• Exercise passage:
* * * * * * * * *

Description. Vertex yellow, light brownish in middle apically (Figs. 3A and 3C). Face yellowish brown (Figs. 3B and 3D). Pronotum orange brown. Scutellum with anterior margin yellow and posterior part milky yellow; lateral triangles brownish black (Figs. 3A and 3C).
Face with anteclypeus ovoid (Figs. 3B and 3D). Pronotum, with pair of large triangular impressions, posterior and anterior part lighter, yellowish (Figs. 3A and 3C).
Male abdominal apodeme small, not surpassing 3rd sternite (Fig. 4I).
Male genitalia. Pygofer lobe with scattered fine microsetae on dorsal surface, with dorso-caudal margin angulated (Fig. 4F). Anal tube with well-developed basal appendages, extending ventro-caudally (Fig. 4G). Subgenital plate broadened at subbase, provided with three macrosetae on lateral surface at midlength, numerous peg-like small setae along dorsal margin from near midlength part to apex; several small setae scattered apically (Figs. 4E and 4F). Style slender apically, preapical lobe well developed (Fig. 4A). Aedeagus expanded at base in ventral view, with pair of long basal process arising from preatrium ventrally, which slim and curved, tapering towards apex; gonopore apical on ventral surface (Figs. 4B, 4C and 4D). Connective V-shaped, without central lobe, lateral arms long and slim (Fig. 4H).
Specimen examined. Holotype: ♂, CHINA, Chongqing, Jiulongpo District, Zhongliang Yunling Forest Park, 14 VIII, 2021. coll. Weiwen Tan. Paratypes: 5 ♂♂, 15 ♀♀, same data as holotype.
Measurement. Body length ♂ 3.0∼3.2 mm; ♀ 3.0∼3.2 mm (including wings).
Remarks. This species is similar to Thaia (Thaia) barbata Dworakowska (1979), but can be distinguished from the latter species by from the shape of the adedeagus, with a small subapical protrusion and, the anal tube appendages, which are particularly wide compared to T. (T.) barbata Dworakowska (1979). Connective arms are relatively slender.
Etymology. The new species is named after its type locality, Jiulong, Chongqing.

* * * * * * * * *

Reproduce the passage of the species description between "Measurement. Body length" and "are relatively slender.", inclusive.

Stored data entries

* * * * * * * * *

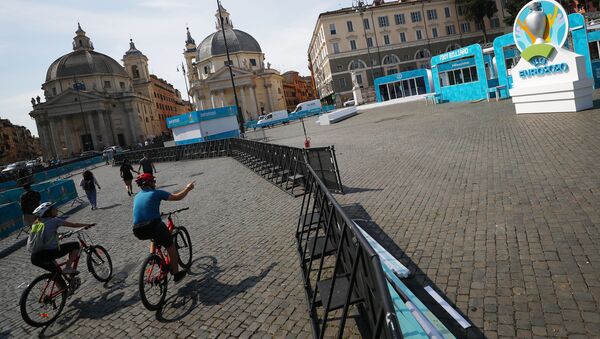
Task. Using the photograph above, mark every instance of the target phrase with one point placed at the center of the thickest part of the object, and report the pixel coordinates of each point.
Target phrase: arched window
(391, 59)
(356, 64)
(422, 54)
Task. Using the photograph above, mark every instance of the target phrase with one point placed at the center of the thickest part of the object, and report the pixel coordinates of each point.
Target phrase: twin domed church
(92, 101)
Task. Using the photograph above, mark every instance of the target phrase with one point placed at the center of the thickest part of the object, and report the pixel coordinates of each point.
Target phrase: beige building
(92, 102)
(259, 88)
(398, 35)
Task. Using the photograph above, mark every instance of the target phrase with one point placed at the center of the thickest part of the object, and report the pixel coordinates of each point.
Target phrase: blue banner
(197, 116)
(458, 64)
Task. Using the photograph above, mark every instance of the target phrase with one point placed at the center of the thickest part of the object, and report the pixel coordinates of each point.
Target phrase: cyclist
(43, 240)
(147, 223)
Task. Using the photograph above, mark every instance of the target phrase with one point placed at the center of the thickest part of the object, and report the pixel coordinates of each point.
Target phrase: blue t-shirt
(146, 205)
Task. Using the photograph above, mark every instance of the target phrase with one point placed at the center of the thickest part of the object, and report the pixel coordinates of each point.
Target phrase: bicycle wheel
(99, 263)
(42, 301)
(183, 243)
(153, 283)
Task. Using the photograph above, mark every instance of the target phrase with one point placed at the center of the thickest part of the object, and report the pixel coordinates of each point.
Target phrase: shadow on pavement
(206, 289)
(95, 308)
(109, 207)
(418, 280)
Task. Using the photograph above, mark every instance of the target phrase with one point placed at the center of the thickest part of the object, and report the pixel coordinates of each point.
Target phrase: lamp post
(360, 7)
(229, 63)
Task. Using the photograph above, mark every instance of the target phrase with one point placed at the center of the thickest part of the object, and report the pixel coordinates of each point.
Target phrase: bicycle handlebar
(174, 212)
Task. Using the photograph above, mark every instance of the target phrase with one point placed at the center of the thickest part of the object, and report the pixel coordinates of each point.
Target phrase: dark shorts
(46, 258)
(155, 230)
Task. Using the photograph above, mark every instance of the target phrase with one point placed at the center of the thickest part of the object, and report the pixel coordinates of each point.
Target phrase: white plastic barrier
(337, 115)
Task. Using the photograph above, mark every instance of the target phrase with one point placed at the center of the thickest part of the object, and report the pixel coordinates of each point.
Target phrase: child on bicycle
(43, 240)
(147, 223)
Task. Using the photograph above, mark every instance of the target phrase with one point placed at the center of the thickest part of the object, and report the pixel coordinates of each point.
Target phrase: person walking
(89, 183)
(146, 165)
(30, 200)
(127, 176)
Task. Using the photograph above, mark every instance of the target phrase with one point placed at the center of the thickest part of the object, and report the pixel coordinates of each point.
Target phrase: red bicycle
(44, 298)
(154, 275)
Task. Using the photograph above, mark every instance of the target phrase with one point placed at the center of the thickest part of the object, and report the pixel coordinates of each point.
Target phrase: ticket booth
(205, 125)
(405, 84)
(460, 75)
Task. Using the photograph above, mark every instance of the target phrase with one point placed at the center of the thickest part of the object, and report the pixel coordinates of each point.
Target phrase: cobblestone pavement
(244, 280)
(501, 212)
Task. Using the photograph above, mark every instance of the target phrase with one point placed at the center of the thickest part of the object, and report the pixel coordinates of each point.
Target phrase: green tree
(513, 7)
(476, 10)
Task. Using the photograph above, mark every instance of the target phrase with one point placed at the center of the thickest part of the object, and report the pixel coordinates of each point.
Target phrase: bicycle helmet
(144, 178)
(42, 209)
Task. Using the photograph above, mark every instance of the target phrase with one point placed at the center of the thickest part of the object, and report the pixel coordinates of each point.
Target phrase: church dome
(83, 62)
(237, 41)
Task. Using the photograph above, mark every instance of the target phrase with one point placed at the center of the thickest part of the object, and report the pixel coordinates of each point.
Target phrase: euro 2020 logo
(540, 27)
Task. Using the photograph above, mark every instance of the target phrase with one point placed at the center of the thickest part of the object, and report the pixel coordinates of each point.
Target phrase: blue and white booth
(460, 75)
(405, 84)
(205, 125)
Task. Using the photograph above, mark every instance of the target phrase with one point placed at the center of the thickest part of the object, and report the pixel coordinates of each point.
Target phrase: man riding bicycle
(43, 240)
(147, 223)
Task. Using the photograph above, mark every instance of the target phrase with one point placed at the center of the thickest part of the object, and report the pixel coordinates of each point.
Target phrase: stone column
(67, 134)
(104, 131)
(255, 101)
(54, 138)
(90, 118)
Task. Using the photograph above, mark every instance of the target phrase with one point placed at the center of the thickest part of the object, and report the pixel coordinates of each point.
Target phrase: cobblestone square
(501, 212)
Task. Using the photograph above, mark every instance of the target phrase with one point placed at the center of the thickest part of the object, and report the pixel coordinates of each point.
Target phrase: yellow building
(398, 36)
(259, 88)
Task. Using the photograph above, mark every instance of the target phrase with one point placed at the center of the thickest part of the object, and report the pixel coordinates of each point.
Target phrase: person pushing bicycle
(43, 240)
(147, 223)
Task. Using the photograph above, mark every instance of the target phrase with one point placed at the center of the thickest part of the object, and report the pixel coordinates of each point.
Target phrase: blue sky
(35, 33)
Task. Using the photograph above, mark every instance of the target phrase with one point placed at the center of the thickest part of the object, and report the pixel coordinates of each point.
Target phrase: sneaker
(70, 271)
(179, 275)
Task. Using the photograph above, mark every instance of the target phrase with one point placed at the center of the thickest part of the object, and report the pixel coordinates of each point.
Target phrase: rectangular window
(399, 18)
(402, 37)
(383, 21)
(431, 14)
(415, 16)
(465, 27)
(350, 26)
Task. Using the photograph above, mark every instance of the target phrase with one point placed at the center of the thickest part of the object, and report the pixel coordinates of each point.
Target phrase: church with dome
(92, 101)
(259, 87)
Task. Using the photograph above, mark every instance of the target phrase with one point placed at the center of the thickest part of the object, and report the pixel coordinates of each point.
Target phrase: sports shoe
(70, 271)
(179, 275)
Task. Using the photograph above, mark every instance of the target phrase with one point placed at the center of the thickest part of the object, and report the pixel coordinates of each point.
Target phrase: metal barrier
(325, 235)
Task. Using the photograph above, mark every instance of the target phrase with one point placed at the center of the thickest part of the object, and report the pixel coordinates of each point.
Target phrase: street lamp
(360, 7)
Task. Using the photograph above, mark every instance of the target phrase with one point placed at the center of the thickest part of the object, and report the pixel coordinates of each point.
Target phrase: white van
(308, 108)
(274, 118)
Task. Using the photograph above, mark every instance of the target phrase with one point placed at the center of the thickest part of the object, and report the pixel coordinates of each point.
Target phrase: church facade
(259, 88)
(92, 101)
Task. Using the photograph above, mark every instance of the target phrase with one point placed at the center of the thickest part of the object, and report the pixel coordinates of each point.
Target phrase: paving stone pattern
(499, 211)
(244, 281)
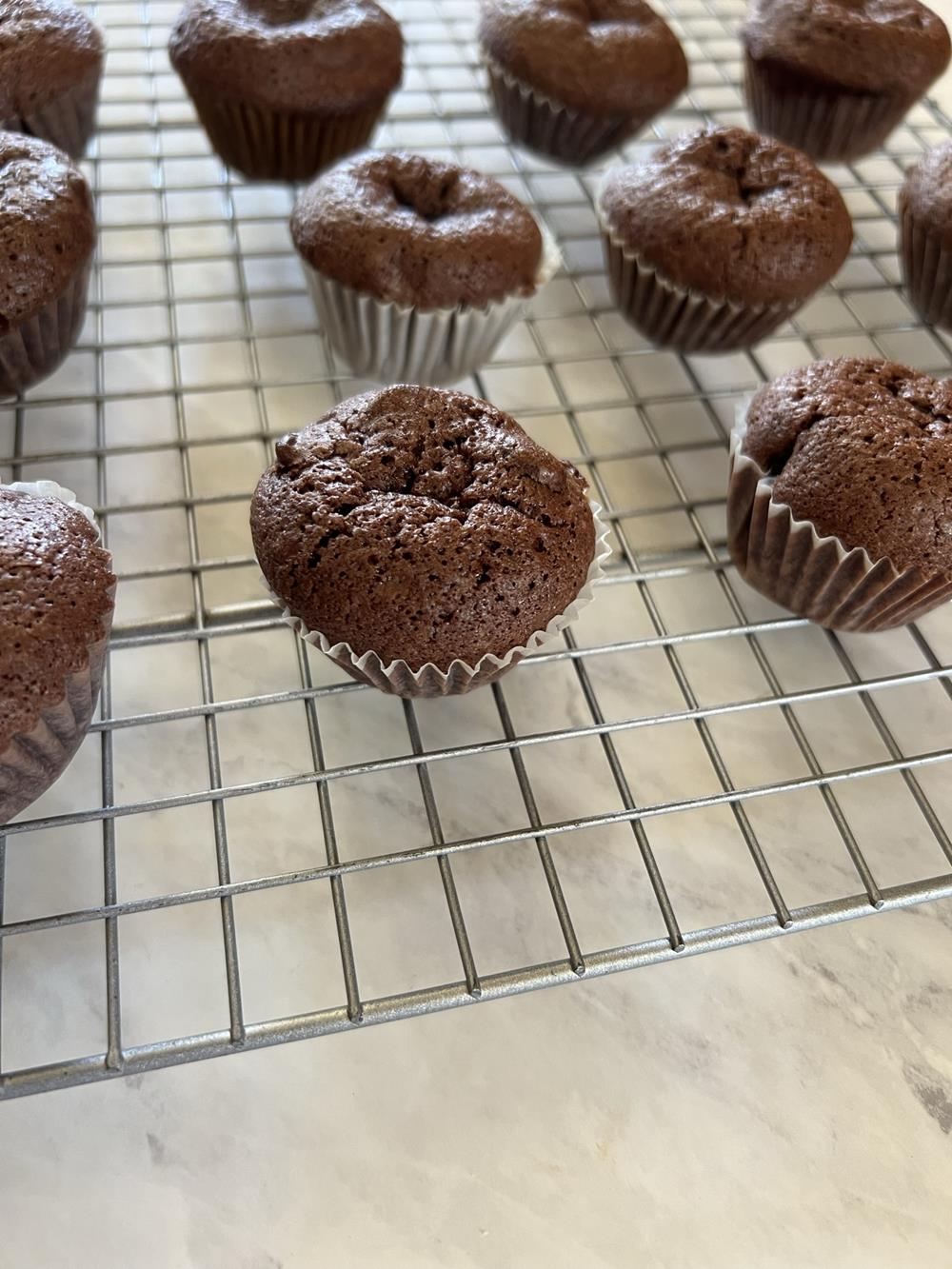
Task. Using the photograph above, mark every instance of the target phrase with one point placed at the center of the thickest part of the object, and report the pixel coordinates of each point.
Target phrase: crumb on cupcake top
(422, 525)
(55, 602)
(863, 449)
(597, 56)
(329, 56)
(731, 214)
(874, 46)
(418, 232)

* * * * * * * * *

• Answer section:
Measurement. Body length ♂ 3.0∼3.2 mm; ♀ 3.0∼3.2 mm (including wings).
Remarks. This species is similar to Thaia (Thaia) barbata Dworakowska (1979), but can be distinguished from the latter species by from the shape of the adedeagus, with a small subapical protrusion and, the anal tube appendages, which are particularly wide compared to T. (T.) barbata Dworakowska (1979). Connective arms are relatively slender.